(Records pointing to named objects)

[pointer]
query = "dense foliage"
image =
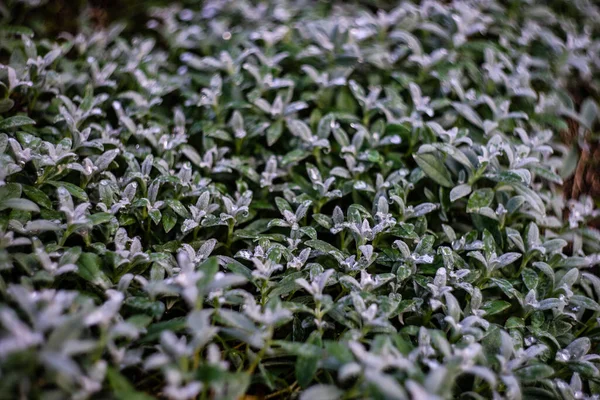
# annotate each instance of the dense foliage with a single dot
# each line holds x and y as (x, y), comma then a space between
(300, 199)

◆ GOAL
Update the material above by changing every "dense foliage" to "thick foliage" while keeping all else the same. Please omit the pictures from your answer.

◆ RESPONSE FOR THIS EXERCISE
[pointer]
query = "thick foliage"
image =
# annotate each instance of the thick foliage with a single dot
# each line holds x and y as (x, y), comma then a space between
(300, 199)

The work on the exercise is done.